## Passage shown

Density is Increasing, But Certainly Not That Cheap
Netapp’s SEC 10-Q form for their quarter ending in October 2006 has a very interesting prediction. I was reading this post on StorageMojo about Isilon and saw this quote from the SEC form (emphasis added by me):
According to International Data Corporation’s (IDC’s) Worldwide Disk Storage Systems 2006-2010 Forecast and Analysis, May 2006, IDC predicts that the average dollar per petabyte (PB) will drop from $8.53/PB in 2006 to $1.85/PB in 2010.
Yes, Netapp is telling us that IDC thinks we’ll be getting storage at $8.53 per Petabyte within the next three years. Yippie! Here is the SEC filing if you want to see for yourself.
We Need Disks, Not Capacity
Yes, drive density is on the way up so regardless of how off the mark Netapp’s IDC quote is, we are going to continue to get more capacity from fewer little round brown spinning things. That doesn’t bode well for OLTP performance. I blogged recently on the topic of choosing the correct real estate from disks when laying out your storage for Oracle databases. I’m afraid it won’t be long until IT shops are going to force DBAs to make bricks without straw by assigning, say, 3 disks for a fairly large database. Array cache to the rescue! Or not.
Array Cache and NetApp NVRAM Cache Obliterated With Sequential Writes
The easiest way to completely trash an most array caches is to perform sequential writes. Well, for that matter, sequential writes happen to be the bane of NVRAM cache on Filers too. No, Filers don’t handle sequential writes well. A lot of shops get a Filer and dedicate it to transaction logging. But wait, that is a single point of failure. What to do? Get a cluster of Filers just for logging? What about Solid State Disk?
Solid State Disk (SSD) price/capacity is starting to come down to the point where it is becoming attractive to deploy them for the sole purpose of offloading the sequential write overhead generated from Oracle redo logging (and to a lesser degree TEMP writes too). The problem is they are SAN devices so how do you provision them so that several databases are logging on the SSD? For example, say you have 10 databases that, on average, are each thumping a large, SAN array cache with 4MB/s for a total sequential write load of 40MB/s. Sure, that doesn’t sound like much, but to a 4GB array cache, that means a complete recycle every 100 seconds or so. Also, rememeber that buffers in the array cache are pinned while being flushed to back to disk. That pain is certainly not being helped by the fact that the writes are happening to fewer and fewer drives these days as storage is configured for capacity instead of IOPS. Remember, most logging writes are 128KB or less so a 40MB logging payload is derived from some 320, or more, writes per second. Realistically though, redo flushing on real workloads doesn’t tend to benefit from the maximum theoretical piggy-back commit Oracle supports, so you can probably count on the average redo write being 64KB or less—or a write payload of 640 IOPS. Yes a single modern drive can satisfy well over 200 small sequential writes per second, but remember, LUNS are generally carved up such that there are other I/Os happening to the same spindles. I could go on and on, but I’ll keep it short—redo logging is tough on these big “intelligent” arrays. So offload it. Back to the provisioning aspect.

## Tasks to complete
a) List every section heading that appears in the storage post.
b) According to the storage post, how often would a 40MB/s sequential write load completely recycle a 4GB array cache?
c) Translate this sentence from the storage post into Spanish: "A lot of shops get a Filer and dedicate it to transaction logging."

[Collected data]

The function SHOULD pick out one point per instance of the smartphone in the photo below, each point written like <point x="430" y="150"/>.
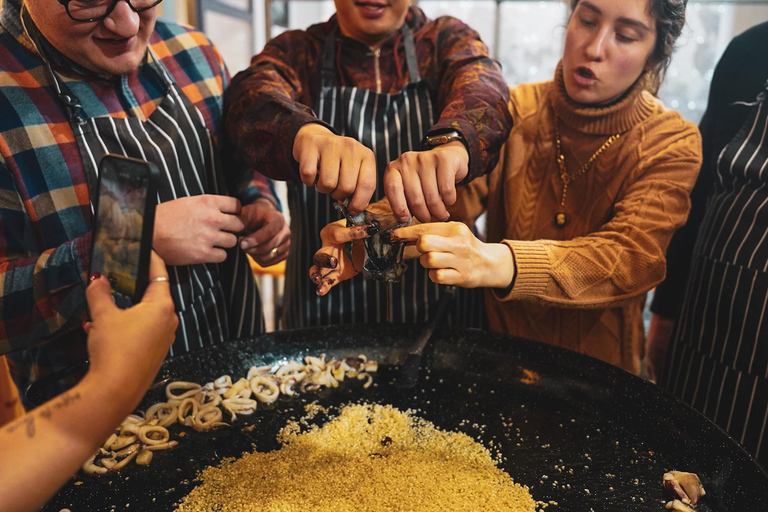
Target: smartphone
<point x="122" y="233"/>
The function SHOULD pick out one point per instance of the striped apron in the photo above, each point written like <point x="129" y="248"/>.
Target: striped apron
<point x="718" y="358"/>
<point x="214" y="302"/>
<point x="388" y="124"/>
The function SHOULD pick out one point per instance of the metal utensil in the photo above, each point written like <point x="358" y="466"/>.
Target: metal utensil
<point x="409" y="372"/>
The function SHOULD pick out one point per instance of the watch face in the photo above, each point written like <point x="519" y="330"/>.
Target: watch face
<point x="445" y="138"/>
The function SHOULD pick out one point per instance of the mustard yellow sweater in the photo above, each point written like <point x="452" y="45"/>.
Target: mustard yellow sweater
<point x="583" y="286"/>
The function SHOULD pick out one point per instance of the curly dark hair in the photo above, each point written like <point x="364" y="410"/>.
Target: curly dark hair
<point x="670" y="19"/>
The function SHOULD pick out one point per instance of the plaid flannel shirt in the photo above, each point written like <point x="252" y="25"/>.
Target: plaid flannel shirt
<point x="45" y="214"/>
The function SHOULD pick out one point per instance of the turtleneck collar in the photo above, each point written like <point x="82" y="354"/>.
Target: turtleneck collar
<point x="634" y="107"/>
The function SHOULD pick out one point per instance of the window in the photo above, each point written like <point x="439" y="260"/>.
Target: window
<point x="527" y="37"/>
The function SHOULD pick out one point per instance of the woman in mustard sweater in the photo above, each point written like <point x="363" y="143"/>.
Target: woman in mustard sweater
<point x="594" y="179"/>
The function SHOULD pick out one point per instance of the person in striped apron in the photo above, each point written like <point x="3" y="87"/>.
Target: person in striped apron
<point x="344" y="109"/>
<point x="83" y="79"/>
<point x="717" y="359"/>
<point x="592" y="183"/>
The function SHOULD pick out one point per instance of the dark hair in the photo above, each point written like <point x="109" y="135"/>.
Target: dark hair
<point x="670" y="19"/>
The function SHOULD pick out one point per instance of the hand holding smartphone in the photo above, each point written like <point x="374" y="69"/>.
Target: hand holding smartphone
<point x="123" y="227"/>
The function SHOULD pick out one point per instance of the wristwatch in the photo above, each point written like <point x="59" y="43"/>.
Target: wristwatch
<point x="432" y="141"/>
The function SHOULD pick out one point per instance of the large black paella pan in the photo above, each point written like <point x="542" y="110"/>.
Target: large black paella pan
<point x="576" y="431"/>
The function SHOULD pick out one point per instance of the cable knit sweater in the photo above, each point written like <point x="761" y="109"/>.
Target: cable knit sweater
<point x="583" y="286"/>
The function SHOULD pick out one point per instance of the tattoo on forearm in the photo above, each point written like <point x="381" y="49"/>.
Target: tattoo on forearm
<point x="45" y="411"/>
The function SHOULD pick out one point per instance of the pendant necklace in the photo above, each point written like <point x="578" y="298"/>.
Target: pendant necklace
<point x="561" y="218"/>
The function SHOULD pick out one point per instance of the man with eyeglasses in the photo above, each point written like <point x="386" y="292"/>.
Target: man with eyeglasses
<point x="82" y="78"/>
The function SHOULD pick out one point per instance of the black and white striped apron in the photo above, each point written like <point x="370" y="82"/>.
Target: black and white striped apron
<point x="214" y="302"/>
<point x="718" y="357"/>
<point x="388" y="124"/>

## Full answers
a)
Density is Increasing, But Certainly Not That Cheap
We Need Disks, Not Capacity
Array Cache and NetApp NVRAM Cache Obliterated With Sequential Writes

b) About every 100 seconds.

c) Muchas empresas adquieren un Filer y lo dedican al registro de transacciones.